→ **EXERCISE DIRECTIONS**
Render each line of the entries below as a JSON list of strings, with one string per line and blank lines omitted.

[Entries from a point annotation set]
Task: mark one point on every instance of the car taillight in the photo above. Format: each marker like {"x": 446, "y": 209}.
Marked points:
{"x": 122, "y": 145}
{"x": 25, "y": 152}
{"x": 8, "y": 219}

→ **WRITTEN RESPONSE**
[
  "Task: mark one point on every instance of the car taillight in the photo above. Format: each marker like {\"x\": 446, \"y\": 209}.",
  "Marked points:",
  "{\"x\": 122, \"y\": 145}",
  "{\"x\": 25, \"y\": 152}",
  "{\"x\": 8, \"y\": 219}"
]